■ Tekst:
Programistą można zostać na wiele sposobów - większość zaczyna w domowym zaciszu, ucząc się danego języka lub technologii, ciesząc się tym i po prostu starając się doprowadzić swoje pomysły do realizacji. Podczas tego procesu człowiek poznaje kolejne konstrukcje językowe, coraz bardziej złożone zagadnienia i możliwości oferowane przez daną technologię, które przekładają się na lepsze i szybsze "osiągnięcia" w danej dziedzinie. To ważne. Natomiast bez odpowiedniego mentora lub możliwości pracy zawodowej czasami zapomina się o innej rzeczy, a mianowicie architekturze oprogramowania i efektywnej konstrukcji systemów IT.
Nie zrozumcie mnie źle - te zagadnienia również są często omawiane w tutorialach. Natomiast dzieje się to często przy okazji, gdyż są po prostu potrzebne do wykonania poszczególnych ćwiczeń (w przeciwieństwie np. do standardu kodowania, który niezbędny na tym poziomie nie jest). W zależności od jakości tego tłumaczenia, mróżne wzorce ogą być bardziej przyswajane przez studenta lub pomijane, gdy nie zostanie zasygnalizowane, że właśnie została przedstawiona koncepcja ważna nie tylko z punktu widzenia danej technologii, ale ogólnie sposobu projektowania jakiegokolwiek oprogramowania i dalszego rozwoju programisty. Tego typu zagadnienia są potem omawiane na studiach lub podczas kursów i zdarza się, że w umyśle studenta pojawia się myśl "hej, znam to".

■ Pokazane informacje:
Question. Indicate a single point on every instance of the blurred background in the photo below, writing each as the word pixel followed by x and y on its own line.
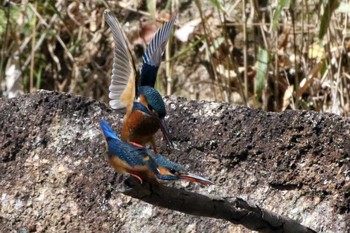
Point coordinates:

■ Polecenie: Przepisz wiernie fragment tekstu o tym, jak zostać programistą. Zacznij od miejsca ze słowami „Programistą można zostać” i skończ na słowach „konstrukcji systemów IT.” włącznie.

■ Odpowiedź:
Programistą można zostać na wiele sposobów - większość zaczyna w domowym zaciszu, ucząc się danego języka lub technologii, ciesząc się tym i po prostu starając się doprowadzić swoje pomysły do realizacji. Podczas tego procesu człowiek poznaje kolejne konstrukcje językowe, coraz bardziej złożone zagadnienia i możliwości oferowane przez daną technologię, które przekładają się na lepsze i szybsze "osiągnięcia" w danej dziedzinie. To ważne. Natomiast bez odpowiedniego mentora lub możliwości pracy zawodowej czasami zapomina się o innej rzeczy, a mianowicie architekturze oprogramowania i efektywnej konstrukcji systemów IT.